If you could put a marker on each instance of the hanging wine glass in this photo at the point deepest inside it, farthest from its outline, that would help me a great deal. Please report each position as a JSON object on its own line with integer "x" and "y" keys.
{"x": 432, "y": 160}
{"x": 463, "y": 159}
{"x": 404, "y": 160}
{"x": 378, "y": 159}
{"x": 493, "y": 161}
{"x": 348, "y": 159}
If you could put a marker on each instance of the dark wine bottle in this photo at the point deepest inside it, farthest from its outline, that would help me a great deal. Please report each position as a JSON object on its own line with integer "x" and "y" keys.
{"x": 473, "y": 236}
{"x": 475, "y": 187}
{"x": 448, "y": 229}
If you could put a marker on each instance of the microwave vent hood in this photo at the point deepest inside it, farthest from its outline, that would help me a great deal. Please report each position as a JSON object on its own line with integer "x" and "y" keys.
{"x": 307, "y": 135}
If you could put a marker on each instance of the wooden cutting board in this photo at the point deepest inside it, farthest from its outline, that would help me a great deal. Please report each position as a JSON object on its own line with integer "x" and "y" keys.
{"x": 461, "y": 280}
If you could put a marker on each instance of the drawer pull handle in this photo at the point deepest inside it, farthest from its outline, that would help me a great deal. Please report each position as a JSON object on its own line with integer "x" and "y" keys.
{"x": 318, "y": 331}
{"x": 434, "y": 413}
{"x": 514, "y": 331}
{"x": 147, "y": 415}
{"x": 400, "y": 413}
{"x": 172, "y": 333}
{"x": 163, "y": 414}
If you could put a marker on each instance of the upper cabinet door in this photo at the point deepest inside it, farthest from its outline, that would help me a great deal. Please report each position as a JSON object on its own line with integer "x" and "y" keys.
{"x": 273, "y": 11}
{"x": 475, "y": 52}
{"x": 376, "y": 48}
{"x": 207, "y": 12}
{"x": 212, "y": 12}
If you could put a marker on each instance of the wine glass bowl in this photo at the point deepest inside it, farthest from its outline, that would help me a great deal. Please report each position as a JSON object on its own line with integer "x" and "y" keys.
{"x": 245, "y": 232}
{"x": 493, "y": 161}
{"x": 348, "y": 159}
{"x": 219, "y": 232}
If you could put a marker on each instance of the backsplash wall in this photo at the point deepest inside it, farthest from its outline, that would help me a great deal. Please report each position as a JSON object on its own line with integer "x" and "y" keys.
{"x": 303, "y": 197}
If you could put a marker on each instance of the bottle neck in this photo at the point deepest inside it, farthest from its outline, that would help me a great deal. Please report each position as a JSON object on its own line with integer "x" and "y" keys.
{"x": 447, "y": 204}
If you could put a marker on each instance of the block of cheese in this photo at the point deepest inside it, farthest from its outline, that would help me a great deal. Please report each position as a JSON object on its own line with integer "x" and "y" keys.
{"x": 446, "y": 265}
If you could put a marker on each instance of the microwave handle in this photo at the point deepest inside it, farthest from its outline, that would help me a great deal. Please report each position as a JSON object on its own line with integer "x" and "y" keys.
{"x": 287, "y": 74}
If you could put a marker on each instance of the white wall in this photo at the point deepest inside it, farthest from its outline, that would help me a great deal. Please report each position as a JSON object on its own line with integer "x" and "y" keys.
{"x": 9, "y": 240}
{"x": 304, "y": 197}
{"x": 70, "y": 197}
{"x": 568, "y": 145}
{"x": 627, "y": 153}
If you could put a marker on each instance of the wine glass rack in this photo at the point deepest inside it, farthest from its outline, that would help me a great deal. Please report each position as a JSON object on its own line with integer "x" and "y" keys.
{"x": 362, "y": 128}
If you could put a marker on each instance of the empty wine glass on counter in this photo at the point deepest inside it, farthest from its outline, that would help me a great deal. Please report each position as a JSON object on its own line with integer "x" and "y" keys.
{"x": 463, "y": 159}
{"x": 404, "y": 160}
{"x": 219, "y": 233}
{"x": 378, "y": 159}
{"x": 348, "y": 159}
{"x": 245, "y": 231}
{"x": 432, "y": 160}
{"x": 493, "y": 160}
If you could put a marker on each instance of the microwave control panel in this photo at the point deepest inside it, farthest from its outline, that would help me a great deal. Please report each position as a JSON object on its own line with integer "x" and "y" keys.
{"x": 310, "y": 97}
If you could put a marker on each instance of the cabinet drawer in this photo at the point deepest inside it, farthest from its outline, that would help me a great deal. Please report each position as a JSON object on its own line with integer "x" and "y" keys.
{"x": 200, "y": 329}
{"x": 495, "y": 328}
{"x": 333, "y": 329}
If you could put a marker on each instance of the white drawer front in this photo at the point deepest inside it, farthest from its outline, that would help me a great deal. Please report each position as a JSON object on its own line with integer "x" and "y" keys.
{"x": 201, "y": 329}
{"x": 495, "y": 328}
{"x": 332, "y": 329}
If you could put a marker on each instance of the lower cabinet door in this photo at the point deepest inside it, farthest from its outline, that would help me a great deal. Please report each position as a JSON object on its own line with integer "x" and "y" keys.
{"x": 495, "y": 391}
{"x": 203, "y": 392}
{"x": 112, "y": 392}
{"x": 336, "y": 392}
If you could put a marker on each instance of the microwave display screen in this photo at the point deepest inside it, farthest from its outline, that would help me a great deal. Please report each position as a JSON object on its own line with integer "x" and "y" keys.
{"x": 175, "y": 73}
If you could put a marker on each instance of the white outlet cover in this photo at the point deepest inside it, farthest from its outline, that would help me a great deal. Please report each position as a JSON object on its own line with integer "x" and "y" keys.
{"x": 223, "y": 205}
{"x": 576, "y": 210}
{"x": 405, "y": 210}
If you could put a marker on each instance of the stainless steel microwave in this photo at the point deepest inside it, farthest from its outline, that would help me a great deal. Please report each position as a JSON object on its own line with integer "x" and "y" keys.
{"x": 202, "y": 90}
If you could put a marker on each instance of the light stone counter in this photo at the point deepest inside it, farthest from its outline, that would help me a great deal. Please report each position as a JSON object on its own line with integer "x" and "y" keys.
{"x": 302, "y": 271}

========================================

-- What the task requires --
Repeat the data precisely, reproducing every entry.

-- Problem solution --
If you could put a marker on each instance of the hanging wine glass in this photo at the point deepest inside it, farthest from its outline, that would help me a great deal. Please report each position as a JSON object on its own line with integer "x" and "y" keys.
{"x": 432, "y": 160}
{"x": 463, "y": 159}
{"x": 404, "y": 160}
{"x": 378, "y": 159}
{"x": 493, "y": 161}
{"x": 348, "y": 159}
If you could put a marker on each instance of the dark wine bottle in this photo at the point deepest inside it, farthest from its outline, that would help me a great deal. Please report each position as a JSON object on its own line with integer "x" and "y" keys.
{"x": 473, "y": 236}
{"x": 475, "y": 187}
{"x": 448, "y": 229}
If you could put a marker on each instance of the microwave vent hood in this photo at the point deepest inside it, farthest from its outline, that would help me a great deal. Please report each position as a JSON object on its own line with integer "x" and "y" keys.
{"x": 307, "y": 135}
If you could put a marker on each instance of the wooden cutting board in this photo at the point deepest inside it, farthest from its outline, that would help me a great deal. Please report each position as a JSON object on its own line with integer "x" and "y" keys.
{"x": 461, "y": 280}
If you could put a marker on each instance of the drawer pull handle in this photo at the point deepest inside it, farthest from its outline, that would help me a great deal. Please report each position as a JSON object on its own line with integer "x" and "y" keys.
{"x": 318, "y": 331}
{"x": 434, "y": 413}
{"x": 514, "y": 331}
{"x": 147, "y": 415}
{"x": 400, "y": 413}
{"x": 172, "y": 333}
{"x": 163, "y": 414}
If you could put a marker on each instance of the upper cabinet door in this photo at the point deepest inside it, farthest from its outline, that would help me a great deal. Please report each position as a JSON object on its own line with integer "x" and "y" keys.
{"x": 273, "y": 11}
{"x": 475, "y": 52}
{"x": 376, "y": 48}
{"x": 207, "y": 12}
{"x": 212, "y": 12}
If you could put a marker on each instance of the wine glass bowl in this photo at the point deepest inside it, farthest from its outline, that would help me a great deal. Please report each position as a JSON object on its own line with integer "x" and "y" keys.
{"x": 245, "y": 232}
{"x": 493, "y": 161}
{"x": 348, "y": 159}
{"x": 219, "y": 232}
If you could put a marker on each instance of the backsplash wall in this photo at the point deepest inside it, farthest from its outline, that would help me a great deal. Please report each position as a JSON object on its own line with integer "x" and "y" keys.
{"x": 303, "y": 197}
If you could put a marker on each instance of the bottle neck in this photo at the point deepest inside it, farthest from its outline, that would help me a great deal. Please report each position as a JSON object on its own line with integer "x" and "y" keys.
{"x": 447, "y": 204}
If you could put a marker on each instance of the block of cheese in this photo at the point deepest inside it, farthest from its outline, that would help me a great deal. Please report each position as a JSON object on its own line with integer "x" and "y" keys.
{"x": 446, "y": 265}
If you could put a marker on each instance of the microwave handle in this photo at the point deepest inside it, farthest from its outline, that would help me a great deal. Please report each position as a JSON object on its own line with integer "x" and "y" keys.
{"x": 287, "y": 74}
If you could put a marker on each instance of the white wall in this photo at the point deepest inside it, farthest from its outline, that would help me a great deal. Please report each position as a JSON object on its own line with integer "x" and "y" keys.
{"x": 9, "y": 240}
{"x": 304, "y": 197}
{"x": 70, "y": 197}
{"x": 568, "y": 145}
{"x": 627, "y": 153}
If you could put a marker on each instance of the wine glass rack in this photo at the point deepest inside it, farthest from its outline, that would help me a great deal. Please report each position as a JSON object on its own line with integer "x" and "y" keys.
{"x": 362, "y": 128}
If you could put a marker on each instance of the empty wine glass on counter in this photo at the point deepest inside it, farthest from its outline, that would help me a great deal. Please report each position as a JSON object on its own line with integer "x" and "y" keys.
{"x": 463, "y": 159}
{"x": 404, "y": 160}
{"x": 219, "y": 233}
{"x": 378, "y": 159}
{"x": 348, "y": 159}
{"x": 245, "y": 231}
{"x": 432, "y": 160}
{"x": 493, "y": 160}
If you could put a marker on each instance of the microwave control panel in this photo at the point deepest inside it, farthest from its outline, that would help me a great deal. Please report each position as a JSON object on its own line with integer "x" and "y" keys.
{"x": 310, "y": 97}
If you could put a marker on each instance of the cabinet drawer in this photo at the point deepest inside it, farthest from its outline, that would help me a great deal. Please report each position as a JSON object on its own line with integer "x" and "y" keys.
{"x": 200, "y": 329}
{"x": 495, "y": 328}
{"x": 333, "y": 329}
If you could put a marker on each instance of the white drawer front in this photo at the point deepest inside it, farthest from its outline, that would help me a great deal. Please report each position as a JSON object on its own line with integer "x" and "y" keys.
{"x": 201, "y": 329}
{"x": 495, "y": 328}
{"x": 332, "y": 329}
If you could put a marker on each instance of the lower cabinet door in this photo at the point deepest inside it, farthest from its outline, that would help me a great deal. Please report each position as a JSON object on its own line with integer "x" and "y" keys.
{"x": 495, "y": 391}
{"x": 203, "y": 392}
{"x": 112, "y": 392}
{"x": 336, "y": 392}
If you could put a marker on each instance of the microwave display screen in this photo at the point deepest inside it, farthest from its outline, that would help me a great deal. Please report each position as a JSON object on its own line with integer "x" and "y" keys.
{"x": 175, "y": 73}
If you could put a marker on each instance of the white outlet cover in this photo at the point deepest inside it, farthest from its outline, that would help me a great deal. Please report each position as a JSON object on its own line with integer "x" and "y" keys.
{"x": 223, "y": 205}
{"x": 576, "y": 210}
{"x": 405, "y": 210}
If you could put a marker on each instance of the stainless steel microwave in this photo at the point deepest inside it, farthest from its outline, that would help me a great deal. Please report each position as a JSON object on its own line with integer "x" and "y" keys.
{"x": 202, "y": 90}
If you could put a marker on each instance of the light stone counter in this photo at the point deepest inside it, farthest from its outline, that would help me a great deal. Please report each position as a JSON object on its own line with integer "x" and "y" keys.
{"x": 302, "y": 271}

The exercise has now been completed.